WHAT YOU HAVE TO DO: Rename "railing" to "handrail" in the material from the line containing "Can you see the metal" through the end of the material, and return only those lines with nothing else changed.

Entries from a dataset
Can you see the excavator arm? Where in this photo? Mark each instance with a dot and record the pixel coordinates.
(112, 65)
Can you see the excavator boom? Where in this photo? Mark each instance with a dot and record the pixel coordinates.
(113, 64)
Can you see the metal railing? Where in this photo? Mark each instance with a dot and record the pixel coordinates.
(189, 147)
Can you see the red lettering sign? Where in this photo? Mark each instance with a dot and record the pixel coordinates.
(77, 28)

THE COMPLETED TASK:
Can you see the metal handrail? Where in this photo? Mark each instance with a dot and record the pixel coordinates.
(189, 147)
Can you see the red lettering sign? Where in this photo? Mark each instance with a dot and record the pixel coordinates.
(77, 28)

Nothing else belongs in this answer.